_Dataset excerpts_
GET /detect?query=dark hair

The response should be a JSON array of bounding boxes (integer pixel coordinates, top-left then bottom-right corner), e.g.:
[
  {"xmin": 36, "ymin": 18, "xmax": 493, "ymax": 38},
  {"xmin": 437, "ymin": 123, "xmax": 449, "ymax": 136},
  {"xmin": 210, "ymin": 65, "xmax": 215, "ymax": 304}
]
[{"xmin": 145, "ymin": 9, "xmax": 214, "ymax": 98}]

_What you are asked to do_
Here the job is to restate all of the data word for word.

_Solution below_
GET /detect?query=dark hair

The response should be a JSON array of bounding boxes (integer pixel coordinates, top-left then bottom-right corner), e.g.:
[
  {"xmin": 36, "ymin": 18, "xmax": 493, "ymax": 38},
  {"xmin": 437, "ymin": 123, "xmax": 449, "ymax": 136},
  {"xmin": 210, "ymin": 65, "xmax": 215, "ymax": 304}
]
[{"xmin": 145, "ymin": 9, "xmax": 214, "ymax": 98}]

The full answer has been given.